(WHAT IS NEEDED)
All of the data that follows should be retyped exactly as it appears.

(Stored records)
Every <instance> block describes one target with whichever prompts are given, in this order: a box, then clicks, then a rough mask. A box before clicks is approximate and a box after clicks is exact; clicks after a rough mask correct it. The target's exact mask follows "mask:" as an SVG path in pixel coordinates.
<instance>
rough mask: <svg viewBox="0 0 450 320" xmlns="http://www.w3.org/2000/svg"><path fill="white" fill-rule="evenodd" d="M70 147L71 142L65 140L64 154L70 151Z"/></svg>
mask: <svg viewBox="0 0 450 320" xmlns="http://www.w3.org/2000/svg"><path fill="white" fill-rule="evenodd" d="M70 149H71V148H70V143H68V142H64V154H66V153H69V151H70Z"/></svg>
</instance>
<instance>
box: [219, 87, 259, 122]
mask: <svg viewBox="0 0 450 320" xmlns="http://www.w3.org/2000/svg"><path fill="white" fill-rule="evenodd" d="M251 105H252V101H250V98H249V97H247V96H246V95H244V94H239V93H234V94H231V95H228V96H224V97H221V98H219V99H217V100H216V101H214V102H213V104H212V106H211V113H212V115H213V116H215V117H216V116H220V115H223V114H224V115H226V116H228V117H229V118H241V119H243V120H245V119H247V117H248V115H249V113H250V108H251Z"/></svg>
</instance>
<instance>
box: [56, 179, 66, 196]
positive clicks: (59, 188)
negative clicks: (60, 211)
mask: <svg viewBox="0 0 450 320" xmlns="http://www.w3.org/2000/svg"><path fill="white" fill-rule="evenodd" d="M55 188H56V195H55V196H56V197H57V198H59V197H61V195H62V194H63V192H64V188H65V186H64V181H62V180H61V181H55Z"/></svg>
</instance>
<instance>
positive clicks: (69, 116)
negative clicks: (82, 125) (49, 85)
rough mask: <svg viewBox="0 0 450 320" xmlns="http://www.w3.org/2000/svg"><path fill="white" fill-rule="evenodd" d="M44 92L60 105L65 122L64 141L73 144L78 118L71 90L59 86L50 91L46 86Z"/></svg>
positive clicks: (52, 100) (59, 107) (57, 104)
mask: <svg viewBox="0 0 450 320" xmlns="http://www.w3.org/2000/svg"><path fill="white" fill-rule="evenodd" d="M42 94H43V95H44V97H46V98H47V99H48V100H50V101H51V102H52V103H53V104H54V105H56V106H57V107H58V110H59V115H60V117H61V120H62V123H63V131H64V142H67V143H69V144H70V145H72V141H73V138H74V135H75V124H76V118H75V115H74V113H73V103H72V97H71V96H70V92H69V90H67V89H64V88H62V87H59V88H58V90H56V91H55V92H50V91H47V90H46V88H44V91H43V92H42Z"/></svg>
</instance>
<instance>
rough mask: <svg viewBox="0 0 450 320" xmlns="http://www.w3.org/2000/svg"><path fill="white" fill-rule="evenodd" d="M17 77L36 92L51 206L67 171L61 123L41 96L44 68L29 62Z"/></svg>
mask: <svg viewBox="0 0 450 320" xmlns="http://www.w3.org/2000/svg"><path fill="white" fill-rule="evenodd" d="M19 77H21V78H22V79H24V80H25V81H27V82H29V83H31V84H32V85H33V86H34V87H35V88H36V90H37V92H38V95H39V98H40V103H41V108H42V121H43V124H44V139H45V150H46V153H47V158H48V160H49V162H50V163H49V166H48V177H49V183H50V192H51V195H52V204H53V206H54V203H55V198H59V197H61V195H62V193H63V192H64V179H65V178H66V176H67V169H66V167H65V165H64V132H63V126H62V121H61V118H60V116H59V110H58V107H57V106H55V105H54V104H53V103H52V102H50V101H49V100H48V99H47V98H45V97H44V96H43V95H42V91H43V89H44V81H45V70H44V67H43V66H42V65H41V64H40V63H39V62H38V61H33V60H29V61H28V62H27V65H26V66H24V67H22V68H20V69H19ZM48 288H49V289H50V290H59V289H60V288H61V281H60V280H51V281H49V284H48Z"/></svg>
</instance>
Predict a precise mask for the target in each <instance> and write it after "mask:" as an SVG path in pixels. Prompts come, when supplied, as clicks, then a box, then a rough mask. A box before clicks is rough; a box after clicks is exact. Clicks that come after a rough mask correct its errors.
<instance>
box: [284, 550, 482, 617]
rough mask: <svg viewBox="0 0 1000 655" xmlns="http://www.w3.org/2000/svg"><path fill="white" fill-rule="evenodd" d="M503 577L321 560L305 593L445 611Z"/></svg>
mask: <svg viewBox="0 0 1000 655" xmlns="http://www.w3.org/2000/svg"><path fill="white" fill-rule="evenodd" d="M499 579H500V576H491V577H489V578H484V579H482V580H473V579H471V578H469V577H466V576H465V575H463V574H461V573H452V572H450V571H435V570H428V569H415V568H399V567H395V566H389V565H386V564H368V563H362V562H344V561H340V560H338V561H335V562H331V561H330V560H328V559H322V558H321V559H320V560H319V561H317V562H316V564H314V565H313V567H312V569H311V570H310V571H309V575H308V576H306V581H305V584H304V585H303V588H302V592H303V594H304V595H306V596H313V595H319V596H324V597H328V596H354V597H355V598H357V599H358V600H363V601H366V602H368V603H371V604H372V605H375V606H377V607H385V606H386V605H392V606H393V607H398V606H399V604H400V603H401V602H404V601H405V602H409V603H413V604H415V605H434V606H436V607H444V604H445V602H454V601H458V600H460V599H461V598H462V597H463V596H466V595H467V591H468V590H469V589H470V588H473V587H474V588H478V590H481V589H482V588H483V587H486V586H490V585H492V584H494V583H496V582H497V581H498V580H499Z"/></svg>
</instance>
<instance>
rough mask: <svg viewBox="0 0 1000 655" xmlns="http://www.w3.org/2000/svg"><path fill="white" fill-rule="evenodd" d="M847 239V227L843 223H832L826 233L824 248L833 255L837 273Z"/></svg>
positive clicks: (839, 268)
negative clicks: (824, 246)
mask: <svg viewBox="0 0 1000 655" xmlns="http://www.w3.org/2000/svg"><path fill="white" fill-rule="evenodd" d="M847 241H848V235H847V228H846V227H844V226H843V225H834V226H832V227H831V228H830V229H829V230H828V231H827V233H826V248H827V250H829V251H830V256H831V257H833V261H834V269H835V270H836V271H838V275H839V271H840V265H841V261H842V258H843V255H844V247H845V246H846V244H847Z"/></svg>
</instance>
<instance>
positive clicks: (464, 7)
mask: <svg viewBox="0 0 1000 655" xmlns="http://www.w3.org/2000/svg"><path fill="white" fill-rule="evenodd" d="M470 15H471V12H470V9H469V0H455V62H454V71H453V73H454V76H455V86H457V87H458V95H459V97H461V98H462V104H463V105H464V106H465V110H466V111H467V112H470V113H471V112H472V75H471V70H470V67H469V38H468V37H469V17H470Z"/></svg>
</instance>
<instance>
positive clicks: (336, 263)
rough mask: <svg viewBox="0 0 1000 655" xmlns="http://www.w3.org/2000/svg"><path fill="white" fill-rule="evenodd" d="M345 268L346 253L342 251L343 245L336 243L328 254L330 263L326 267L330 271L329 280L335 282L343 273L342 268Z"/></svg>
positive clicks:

(COMPLETED TASK)
Every <instance> block describes one target with whichever prompts are given, in this order: a box, then clicks, then a rough mask. A box before clicks is approximate and a box after clicks is exact; clicks after a rough mask correct it. The target's exact mask follows "mask:" as an SVG path in pixel coordinates.
<instance>
rough mask: <svg viewBox="0 0 450 320" xmlns="http://www.w3.org/2000/svg"><path fill="white" fill-rule="evenodd" d="M70 147L71 142L65 140L64 154L70 151Z"/></svg>
mask: <svg viewBox="0 0 450 320" xmlns="http://www.w3.org/2000/svg"><path fill="white" fill-rule="evenodd" d="M70 149H71V148H70V143H68V142H64V154H66V153H69V151H70Z"/></svg>
</instance>
<instance>
box: [219, 87, 259, 122]
mask: <svg viewBox="0 0 450 320" xmlns="http://www.w3.org/2000/svg"><path fill="white" fill-rule="evenodd" d="M251 105H252V101H250V98H249V97H247V96H246V95H244V94H239V93H234V94H231V95H228V96H224V97H221V98H219V99H217V100H216V101H214V102H213V104H212V106H211V113H212V115H213V116H215V117H216V116H220V115H223V114H224V115H226V116H228V117H229V118H241V119H243V120H245V119H247V117H248V115H249V113H250V108H251Z"/></svg>
</instance>
<instance>
box: [56, 179, 66, 196]
positive clicks: (59, 188)
negative clicks: (60, 211)
mask: <svg viewBox="0 0 450 320" xmlns="http://www.w3.org/2000/svg"><path fill="white" fill-rule="evenodd" d="M55 188H56V195H55V196H56V197H57V198H59V197H61V195H62V194H63V192H64V188H65V186H64V181H62V180H61V181H55Z"/></svg>
</instance>
<instance>
positive clicks: (69, 116)
negative clicks: (82, 125) (49, 85)
rough mask: <svg viewBox="0 0 450 320" xmlns="http://www.w3.org/2000/svg"><path fill="white" fill-rule="evenodd" d="M44 92L60 105L65 122L64 141L73 144L78 118L71 90L59 86L50 91L46 86Z"/></svg>
positive clicks: (52, 100) (59, 107) (57, 104)
mask: <svg viewBox="0 0 450 320" xmlns="http://www.w3.org/2000/svg"><path fill="white" fill-rule="evenodd" d="M42 94H43V95H44V97H46V98H47V99H48V100H50V101H51V102H52V103H53V104H54V105H56V106H57V107H58V110H59V115H60V117H61V120H62V123H63V131H64V142H67V143H69V144H70V145H72V141H73V138H74V135H75V124H76V118H75V115H74V113H73V103H72V97H71V96H70V92H69V90H67V89H64V88H62V87H59V88H58V90H56V91H55V92H50V91H47V90H46V88H44V91H43V92H42Z"/></svg>
</instance>
<instance>
rough mask: <svg viewBox="0 0 450 320" xmlns="http://www.w3.org/2000/svg"><path fill="white" fill-rule="evenodd" d="M17 77L36 92L51 206L67 171L61 123L41 96L44 68L29 62Z"/></svg>
mask: <svg viewBox="0 0 450 320" xmlns="http://www.w3.org/2000/svg"><path fill="white" fill-rule="evenodd" d="M19 77H21V78H22V79H24V80H25V81H27V82H29V83H31V84H32V85H33V86H34V87H35V88H36V90H37V92H38V95H39V98H40V103H41V108H42V121H43V124H44V139H45V150H46V153H47V158H48V160H49V162H50V163H49V166H48V177H49V183H50V192H51V195H52V204H53V206H54V203H55V198H59V197H61V195H62V193H63V192H64V179H65V178H66V176H67V169H66V167H65V165H64V132H63V126H62V121H61V118H60V116H59V110H58V107H57V106H55V105H54V104H53V103H52V102H50V101H49V100H48V99H47V98H45V97H44V96H43V95H42V91H43V89H44V81H45V70H44V67H43V66H42V65H41V64H40V63H39V62H38V61H33V60H29V61H28V62H27V65H26V66H24V67H22V68H20V69H19ZM48 288H49V289H50V290H59V289H60V288H61V281H60V280H51V281H49V284H48Z"/></svg>
</instance>
Predict a precise mask for the target in each <instance> and write it after "mask:" as an SVG path in pixels. Prompts come, when supplied, as clicks, then a box, then a rough mask. A box before clicks is rough; a box after clicks is exact. Clicks that come after a rough mask correct its errors.
<instance>
box: [284, 550, 482, 617]
rough mask: <svg viewBox="0 0 1000 655" xmlns="http://www.w3.org/2000/svg"><path fill="white" fill-rule="evenodd" d="M503 577L321 560L305 593L445 611Z"/></svg>
mask: <svg viewBox="0 0 1000 655" xmlns="http://www.w3.org/2000/svg"><path fill="white" fill-rule="evenodd" d="M499 579H500V576H491V577H489V578H484V579H482V580H473V579H471V578H469V577H466V576H465V575H463V574H461V573H452V572H450V571H435V570H428V569H415V568H399V567H395V566H389V565H386V564H368V563H362V562H344V561H340V560H338V561H335V562H331V561H330V560H328V559H322V558H321V559H320V560H319V561H317V562H316V564H314V565H313V567H312V569H311V570H310V571H309V575H308V576H306V581H305V584H304V585H303V588H302V592H303V594H304V595H306V596H313V595H319V596H324V597H328V596H354V597H355V598H357V599H358V600H363V601H366V602H368V603H371V604H372V605H375V606H377V607H385V606H386V605H392V606H393V607H398V606H399V604H400V603H401V602H404V601H405V602H409V603H413V604H415V605H434V606H436V607H444V604H445V602H454V601H458V600H460V599H461V598H462V597H463V596H466V595H467V591H468V590H469V589H470V588H473V587H474V588H478V590H481V589H482V588H483V587H486V586H490V585H492V584H494V583H496V582H497V581H498V580H499Z"/></svg>
</instance>
<instance>
rough mask: <svg viewBox="0 0 1000 655" xmlns="http://www.w3.org/2000/svg"><path fill="white" fill-rule="evenodd" d="M847 239V227L843 223H832L826 233L824 248L833 255L837 273Z"/></svg>
positive clicks: (839, 268)
negative clicks: (824, 246)
mask: <svg viewBox="0 0 1000 655" xmlns="http://www.w3.org/2000/svg"><path fill="white" fill-rule="evenodd" d="M847 241H848V235H847V228H846V227H844V226H843V225H834V226H832V227H831V228H830V229H829V230H828V231H827V233H826V248H827V250H829V251H830V256H831V257H833V261H834V269H835V270H836V271H838V275H839V271H840V265H841V261H842V258H843V255H844V247H845V246H846V244H847Z"/></svg>
</instance>
<instance>
positive clicks: (464, 7)
mask: <svg viewBox="0 0 1000 655" xmlns="http://www.w3.org/2000/svg"><path fill="white" fill-rule="evenodd" d="M470 15H471V12H470V9H469V0H455V62H454V71H453V73H454V76H455V86H457V87H458V95H459V97H461V98H462V104H463V105H464V106H465V110H466V111H467V112H470V113H471V112H472V75H471V70H470V67H469V38H468V37H469V17H470Z"/></svg>
</instance>
<instance>
positive clicks: (336, 263)
rough mask: <svg viewBox="0 0 1000 655" xmlns="http://www.w3.org/2000/svg"><path fill="white" fill-rule="evenodd" d="M345 268L346 253L342 251L343 245L336 243L328 254L330 263L326 267L330 271L329 280L335 282L343 273L342 268Z"/></svg>
positive clicks:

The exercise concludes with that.